[start]

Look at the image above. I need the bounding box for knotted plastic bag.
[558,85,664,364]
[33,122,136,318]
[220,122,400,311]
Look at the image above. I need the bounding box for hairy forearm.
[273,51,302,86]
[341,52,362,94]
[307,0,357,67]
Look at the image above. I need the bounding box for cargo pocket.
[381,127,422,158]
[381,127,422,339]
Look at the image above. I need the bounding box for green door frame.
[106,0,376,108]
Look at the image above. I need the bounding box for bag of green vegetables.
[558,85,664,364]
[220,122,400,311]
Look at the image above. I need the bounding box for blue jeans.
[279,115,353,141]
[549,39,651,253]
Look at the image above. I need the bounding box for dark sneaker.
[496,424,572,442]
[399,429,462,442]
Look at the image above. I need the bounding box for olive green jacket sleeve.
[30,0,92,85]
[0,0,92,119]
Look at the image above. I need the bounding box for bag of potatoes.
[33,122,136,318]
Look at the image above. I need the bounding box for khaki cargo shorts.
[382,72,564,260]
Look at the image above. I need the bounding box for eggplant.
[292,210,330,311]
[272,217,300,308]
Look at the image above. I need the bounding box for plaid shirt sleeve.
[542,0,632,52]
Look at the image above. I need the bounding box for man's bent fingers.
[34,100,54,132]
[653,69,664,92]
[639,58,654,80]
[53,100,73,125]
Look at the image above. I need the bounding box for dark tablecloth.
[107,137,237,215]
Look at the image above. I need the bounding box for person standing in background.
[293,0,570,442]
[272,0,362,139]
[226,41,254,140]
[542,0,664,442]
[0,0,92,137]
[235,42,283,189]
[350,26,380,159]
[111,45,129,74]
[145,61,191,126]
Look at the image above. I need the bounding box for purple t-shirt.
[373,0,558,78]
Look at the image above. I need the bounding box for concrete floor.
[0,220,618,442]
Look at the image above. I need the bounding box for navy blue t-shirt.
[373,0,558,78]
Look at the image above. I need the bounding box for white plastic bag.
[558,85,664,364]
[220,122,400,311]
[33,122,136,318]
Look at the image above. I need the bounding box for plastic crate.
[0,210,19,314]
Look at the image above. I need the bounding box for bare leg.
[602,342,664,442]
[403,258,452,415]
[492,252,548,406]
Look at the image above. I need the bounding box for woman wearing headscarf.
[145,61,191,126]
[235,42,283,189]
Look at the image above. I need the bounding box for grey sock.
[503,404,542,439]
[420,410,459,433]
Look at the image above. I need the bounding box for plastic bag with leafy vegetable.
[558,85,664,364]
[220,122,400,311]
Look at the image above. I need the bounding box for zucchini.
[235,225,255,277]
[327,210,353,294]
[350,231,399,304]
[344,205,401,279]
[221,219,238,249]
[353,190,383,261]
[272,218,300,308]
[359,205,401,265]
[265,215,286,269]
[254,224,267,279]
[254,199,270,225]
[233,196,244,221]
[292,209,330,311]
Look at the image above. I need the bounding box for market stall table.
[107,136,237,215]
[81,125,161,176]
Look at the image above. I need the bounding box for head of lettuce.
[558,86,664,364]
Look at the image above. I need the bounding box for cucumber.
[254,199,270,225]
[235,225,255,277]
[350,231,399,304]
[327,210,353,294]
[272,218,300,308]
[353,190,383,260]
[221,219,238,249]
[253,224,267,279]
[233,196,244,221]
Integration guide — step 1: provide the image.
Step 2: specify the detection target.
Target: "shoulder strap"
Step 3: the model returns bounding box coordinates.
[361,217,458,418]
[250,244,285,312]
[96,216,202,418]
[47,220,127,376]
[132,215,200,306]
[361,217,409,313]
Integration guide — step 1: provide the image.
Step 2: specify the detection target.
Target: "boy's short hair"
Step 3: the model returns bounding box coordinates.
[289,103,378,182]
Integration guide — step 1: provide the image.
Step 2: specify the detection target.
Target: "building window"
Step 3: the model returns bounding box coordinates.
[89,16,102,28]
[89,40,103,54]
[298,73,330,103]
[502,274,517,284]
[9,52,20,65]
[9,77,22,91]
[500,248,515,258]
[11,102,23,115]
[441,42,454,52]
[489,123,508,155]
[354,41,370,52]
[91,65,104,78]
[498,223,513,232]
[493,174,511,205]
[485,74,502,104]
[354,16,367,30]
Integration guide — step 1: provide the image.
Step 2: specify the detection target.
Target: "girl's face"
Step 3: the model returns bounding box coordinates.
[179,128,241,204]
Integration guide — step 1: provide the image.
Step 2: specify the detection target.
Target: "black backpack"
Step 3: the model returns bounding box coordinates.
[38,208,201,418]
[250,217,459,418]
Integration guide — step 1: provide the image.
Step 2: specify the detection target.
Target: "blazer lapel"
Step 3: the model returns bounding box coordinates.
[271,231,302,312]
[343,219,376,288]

[end]

(What you are asked to do)
Format every line of the records above as a JSON list of strings, with one string for each line and blank lines left out.

(Finished exercise)
[
  "Look at the image above. I need the bounding box for knotted plastic bag.",
  "[558,85,664,364]",
  "[33,122,136,318]",
  "[220,122,400,311]",
  "Look at the image above. I need the bounding box for hairy forearm.",
  "[273,51,302,86]",
  "[341,52,362,94]",
  "[307,0,357,67]",
  "Look at the image above. I need the bounding box for cargo pocket.",
  "[381,127,422,158]",
  "[381,127,422,339]",
  "Look at the image above. I need the bounding box for green door frame.",
  "[106,0,376,108]",
  "Look at the image above. I need the bounding box for bag of green vegetables.",
  "[558,85,664,364]",
  "[220,122,400,311]",
  "Look at the image above. I need the bounding box for blue jeans.",
  "[279,115,353,141]",
  "[549,39,651,253]",
  "Look at the image above. I need the bounding box for dark sneaker.",
  "[496,424,572,442]",
  "[399,429,462,442]",
  "Look at the image above. I need the bounding box for olive green jacket sleeve.",
  "[30,0,92,85]",
  "[0,0,92,119]",
  "Look at the image above. I need the bounding box for bag of potatoes.",
  "[33,122,136,318]",
  "Look at the image above. I need the bounding box for khaki cargo shorts.",
  "[382,72,564,260]",
  "Look at the image above. I need the bounding box for eggplant.",
  "[292,210,330,311]",
  "[272,217,300,308]",
  "Look at the image above. I need the bounding box for plaid shirt sleeve.",
  "[542,0,632,52]",
  "Look at the image above. I need the bounding box for man's bent fingers.",
  "[34,100,54,132]",
  "[653,69,664,92]",
  "[639,58,654,80]",
  "[53,100,73,125]",
  "Look at the image above. I need the bounding box for dark tablecloth.",
  "[107,137,237,215]",
  "Look at the image above. I need the bounding box for person standing in background.",
  "[293,0,570,442]",
  "[272,0,362,139]",
  "[226,41,254,140]",
  "[542,0,664,442]",
  "[0,0,92,137]",
  "[235,42,283,189]",
  "[350,26,380,159]",
  "[111,45,129,74]",
  "[145,61,191,126]",
  "Look at the image above. I need the bounding box for purple t-shirt.",
  "[373,0,558,78]",
  "Look at the image above. I need the bounding box for concrete floor.",
  "[0,220,618,442]",
  "Look at the image above. I need the bounding box for navy blue t-shirt.",
  "[373,0,558,78]",
  "Look at the image above. I need the bounding box for white plastic bag.",
  "[558,85,664,364]",
  "[220,122,400,311]",
  "[33,122,136,318]",
  "Look at the image above. I need the bounding box for plastic crate.",
  "[0,210,19,314]",
  "Look at the image above. I need the bounding box for bare leg.",
  "[602,342,664,442]",
  "[403,258,452,415]",
  "[492,252,548,406]",
  "Look at the image above. I need the bounding box for woman wearing headscarf.",
  "[145,61,191,126]",
  "[235,42,283,189]",
  "Look at the image above. I need the bounding box for grey sock.",
  "[503,404,542,439]",
  "[420,410,459,433]",
  "Look at the image above. I need the bounding box for plastic bag with leafy vegetable.",
  "[558,85,664,364]",
  "[220,122,400,311]",
  "Look at the image above. I need the bounding box for zucchini.",
  "[235,225,255,277]",
  "[327,210,353,294]",
  "[350,231,399,304]",
  "[344,205,401,279]",
  "[221,219,238,249]",
  "[353,190,383,261]",
  "[272,218,300,308]",
  "[359,205,401,265]",
  "[265,215,286,269]",
  "[254,224,267,279]",
  "[254,199,270,225]",
  "[233,196,244,221]",
  "[292,209,330,311]",
  "Look at the image above. I need the bounding box for market stall table.",
  "[107,136,237,215]",
  "[81,125,161,176]",
  "Look at the image above. I need the bounding box for head of lettuce.",
  "[558,86,664,364]",
  "Look at the image above. I need the bounding box for cucumber.",
  "[254,199,270,225]",
  "[235,225,255,277]",
  "[350,231,399,304]",
  "[327,210,353,294]",
  "[272,218,300,308]",
  "[353,190,383,260]",
  "[221,219,238,249]",
  "[253,224,267,279]",
  "[233,196,244,221]",
  "Integration guide — step 1: provide the image.",
  "Step 2: specify the detection target.",
  "Target: \"shoulder strap\"",
  "Step 3: the model returns bounding box coordinates.",
  "[361,217,458,418]",
  "[250,244,285,312]",
  "[96,216,202,418]",
  "[47,220,127,376]",
  "[132,215,200,306]",
  "[361,217,409,313]",
  "Integration guide — step 1: provide the image.",
  "Step 2: specify the detection target.",
  "Target: \"boy's short hair\"",
  "Step 3: the model returns bounding box coordinates.",
  "[289,103,378,182]",
  "Integration guide — step 1: provide the image.",
  "Step 2: specify the detection target.",
  "Target: \"building window\"",
  "Step 3: the model returns bounding box coordinates.",
  "[89,16,102,28]",
  "[89,40,103,54]",
  "[298,73,330,103]",
  "[502,274,517,284]",
  "[9,52,20,65]",
  "[9,77,22,91]",
  "[500,248,515,258]",
  "[11,102,23,115]",
  "[441,42,454,52]",
  "[489,123,508,155]",
  "[354,41,370,52]",
  "[91,65,104,78]",
  "[498,223,513,232]",
  "[493,174,511,205]",
  "[485,74,502,104]",
  "[354,16,367,30]",
  "Integration guide — step 1: provide the image.",
  "Step 2: specify the detection target.",
  "Target: \"girl's face\"",
  "Step 3: the model returns bounding box coordinates.",
  "[179,128,241,204]",
  "Integration guide — step 1: provide the image.",
  "Step 2: specify the detection target.",
  "Target: \"black backpack\"",
  "Step 3: the model returns bounding box coordinates.",
  "[38,208,201,418]",
  "[250,217,459,418]",
  "Integration guide — step 1: provide the image.",
  "Step 2: specify the detection target.",
  "Target: \"blazer lapel\"",
  "Step 3: the model returns bounding box coordinates.",
  "[271,231,302,312]",
  "[343,219,376,288]"
]